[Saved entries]
---

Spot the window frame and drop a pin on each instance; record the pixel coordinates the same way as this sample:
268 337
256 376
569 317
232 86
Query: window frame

---

Problem
Reproduce all of the data above line by line, leaving every character unchanged.

Written solution
Spot the window frame and drop a pin on each instance; record the pixel coordinates the same way as this sample:
268 337
256 376
569 317
232 86
Query: window frame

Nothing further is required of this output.